> _REQUIRED WORK_
In the SIM card registration article, which ID cards does the Minority want used so that more Ghanaians can be included in the registration process?

> _EXTRACT PROVIDED_
------------------------------------------------
The Minority in parliament has described as tunnel-visioned government’s six-month ultimatum for the re-registration of sim cards by Ghanaians.
The caucus has demanded the immediate withdrawal of the threat of deactivation of SIM cards after re-registration exercise describing the move as illegal. It has also asked for the inclusion of other ID cards for the registration.
In a statement Tuesday, deputy ranking member for the communications committee Sam George argued the way and manner the exercise is being rolled out could be counterproductive.
The Ningo-Prampram MP disclosed the minority caucus is in consultation with lawyers for legal action against the government over the exercise.
The minority has recommended “the immediate withdrawal of the threat of deactivation of valid SIM cards by March 2022, the scrapping of the physical visit to an agent of a service provider for authentication of the registration document.
Other recommendations are “an integrated referencing of databases of the Passport Office, DVLA, NHIA and SSNIT with the NIA database whose cards were used largely as primary registration documents for previous SIM registrations.”
“The use of Passports, Driver’s License and Voter’s ID cards to allow for the inclusion of more Ghanaians in the registration process.”
Below is a statement by the Minority on SIM card registration
We as the Minority in Parliament have followed the policy directive issued by the
Honourable Minister for Communications and Digitalization on the registration of all SIM
cards in the Country which started on the 1st of October 2021 and would last for six
This registration process is to be done in two phases including the linking of a
Ghana Card to a SIM card and the physical visit to an agent of a service provider by a SIM
cardholder for an integration process to be completed.
------------------------------------------------
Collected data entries

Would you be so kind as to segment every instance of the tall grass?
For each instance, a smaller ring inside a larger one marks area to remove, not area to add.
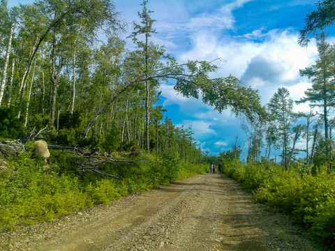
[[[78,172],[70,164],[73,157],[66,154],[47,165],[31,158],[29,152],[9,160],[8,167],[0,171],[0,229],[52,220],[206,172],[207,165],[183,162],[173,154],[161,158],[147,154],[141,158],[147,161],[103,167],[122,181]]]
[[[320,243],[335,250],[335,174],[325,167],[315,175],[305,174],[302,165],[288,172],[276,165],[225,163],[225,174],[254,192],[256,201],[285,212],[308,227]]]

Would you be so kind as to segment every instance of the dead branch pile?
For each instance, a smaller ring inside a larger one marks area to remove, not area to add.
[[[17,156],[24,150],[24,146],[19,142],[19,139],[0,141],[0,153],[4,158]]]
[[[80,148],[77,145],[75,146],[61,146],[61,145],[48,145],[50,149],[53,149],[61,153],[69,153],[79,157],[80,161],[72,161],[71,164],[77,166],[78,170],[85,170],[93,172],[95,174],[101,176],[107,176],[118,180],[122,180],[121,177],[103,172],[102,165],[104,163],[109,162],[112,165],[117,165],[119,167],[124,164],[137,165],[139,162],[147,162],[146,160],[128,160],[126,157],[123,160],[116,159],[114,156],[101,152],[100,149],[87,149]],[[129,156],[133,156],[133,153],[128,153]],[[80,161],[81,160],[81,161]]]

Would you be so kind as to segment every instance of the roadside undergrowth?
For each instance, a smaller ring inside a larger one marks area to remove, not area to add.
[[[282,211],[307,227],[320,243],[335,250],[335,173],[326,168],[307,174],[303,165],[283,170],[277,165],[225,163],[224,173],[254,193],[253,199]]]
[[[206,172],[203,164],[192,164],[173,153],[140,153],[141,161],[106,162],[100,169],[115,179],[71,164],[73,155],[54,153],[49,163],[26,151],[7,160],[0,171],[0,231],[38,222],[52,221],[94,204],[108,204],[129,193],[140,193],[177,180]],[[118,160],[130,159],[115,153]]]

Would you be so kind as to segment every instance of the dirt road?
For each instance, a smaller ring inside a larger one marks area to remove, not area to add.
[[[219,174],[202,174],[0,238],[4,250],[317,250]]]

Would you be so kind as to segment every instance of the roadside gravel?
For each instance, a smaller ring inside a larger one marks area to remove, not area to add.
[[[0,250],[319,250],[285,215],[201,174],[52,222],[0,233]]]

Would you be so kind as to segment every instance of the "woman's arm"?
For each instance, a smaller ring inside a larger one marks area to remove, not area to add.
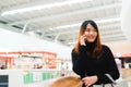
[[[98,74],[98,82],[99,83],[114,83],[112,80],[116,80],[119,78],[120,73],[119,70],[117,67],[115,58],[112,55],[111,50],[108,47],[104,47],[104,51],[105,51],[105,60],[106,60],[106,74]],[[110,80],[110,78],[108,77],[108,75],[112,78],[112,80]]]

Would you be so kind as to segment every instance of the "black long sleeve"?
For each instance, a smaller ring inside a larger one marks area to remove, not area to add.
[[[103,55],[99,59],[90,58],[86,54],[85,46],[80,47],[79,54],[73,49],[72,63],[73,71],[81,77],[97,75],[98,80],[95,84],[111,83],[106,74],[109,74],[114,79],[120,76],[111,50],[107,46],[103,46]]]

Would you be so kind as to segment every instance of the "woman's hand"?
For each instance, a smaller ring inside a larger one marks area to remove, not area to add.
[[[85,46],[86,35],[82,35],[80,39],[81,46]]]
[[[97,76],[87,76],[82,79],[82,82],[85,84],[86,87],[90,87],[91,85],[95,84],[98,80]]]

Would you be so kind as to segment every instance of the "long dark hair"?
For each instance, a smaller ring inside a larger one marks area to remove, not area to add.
------------------------------------------------
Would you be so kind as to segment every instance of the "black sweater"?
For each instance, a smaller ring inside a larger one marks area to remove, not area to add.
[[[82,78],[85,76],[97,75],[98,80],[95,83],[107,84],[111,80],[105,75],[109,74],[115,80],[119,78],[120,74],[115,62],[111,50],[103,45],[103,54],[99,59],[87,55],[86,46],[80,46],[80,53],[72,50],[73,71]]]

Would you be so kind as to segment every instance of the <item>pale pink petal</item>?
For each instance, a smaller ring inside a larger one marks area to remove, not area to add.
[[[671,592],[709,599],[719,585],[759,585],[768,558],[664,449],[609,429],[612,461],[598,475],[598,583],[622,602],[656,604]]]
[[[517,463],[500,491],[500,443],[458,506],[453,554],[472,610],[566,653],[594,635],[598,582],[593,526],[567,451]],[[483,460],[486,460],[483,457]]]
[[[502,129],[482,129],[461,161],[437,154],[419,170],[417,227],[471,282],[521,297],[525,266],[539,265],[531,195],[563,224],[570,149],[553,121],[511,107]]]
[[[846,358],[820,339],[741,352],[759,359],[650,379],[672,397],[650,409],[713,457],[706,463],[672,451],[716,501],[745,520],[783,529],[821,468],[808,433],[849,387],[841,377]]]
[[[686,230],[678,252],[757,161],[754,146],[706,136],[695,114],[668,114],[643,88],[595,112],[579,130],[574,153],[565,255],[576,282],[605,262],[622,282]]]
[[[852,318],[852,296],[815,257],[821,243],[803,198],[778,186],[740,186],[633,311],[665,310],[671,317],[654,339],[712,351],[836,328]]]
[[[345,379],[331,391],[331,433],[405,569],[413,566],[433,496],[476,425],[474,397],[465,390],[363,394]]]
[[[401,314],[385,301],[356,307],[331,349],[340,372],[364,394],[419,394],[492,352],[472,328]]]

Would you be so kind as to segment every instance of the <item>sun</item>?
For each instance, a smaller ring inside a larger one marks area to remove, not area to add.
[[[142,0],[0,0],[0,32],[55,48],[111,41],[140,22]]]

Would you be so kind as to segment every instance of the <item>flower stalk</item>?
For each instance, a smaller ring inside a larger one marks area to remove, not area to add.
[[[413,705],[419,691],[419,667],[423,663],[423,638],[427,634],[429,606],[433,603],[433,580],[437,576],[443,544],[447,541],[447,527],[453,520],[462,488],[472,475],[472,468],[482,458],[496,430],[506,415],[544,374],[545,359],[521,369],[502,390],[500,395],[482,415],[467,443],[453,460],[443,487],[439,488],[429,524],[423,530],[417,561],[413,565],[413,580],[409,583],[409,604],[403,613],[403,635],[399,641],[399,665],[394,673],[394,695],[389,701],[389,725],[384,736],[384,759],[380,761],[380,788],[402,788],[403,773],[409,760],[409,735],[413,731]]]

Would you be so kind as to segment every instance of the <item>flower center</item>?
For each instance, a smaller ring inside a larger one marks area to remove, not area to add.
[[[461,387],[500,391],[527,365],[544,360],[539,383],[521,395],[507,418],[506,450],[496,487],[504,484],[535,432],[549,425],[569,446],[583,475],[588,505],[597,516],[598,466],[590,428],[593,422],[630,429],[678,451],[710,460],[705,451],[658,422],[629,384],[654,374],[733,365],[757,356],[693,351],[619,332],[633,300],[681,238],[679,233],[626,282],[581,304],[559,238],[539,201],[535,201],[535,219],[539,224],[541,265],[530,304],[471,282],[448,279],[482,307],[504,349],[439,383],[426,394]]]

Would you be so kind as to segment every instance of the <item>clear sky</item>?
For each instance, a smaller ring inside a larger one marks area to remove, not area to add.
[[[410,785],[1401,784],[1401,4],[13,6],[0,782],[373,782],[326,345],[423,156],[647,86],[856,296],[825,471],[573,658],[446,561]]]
------------------------------------------------
> _RESPONSE AREA_
Passports, Driver's License and Voter's ID cards.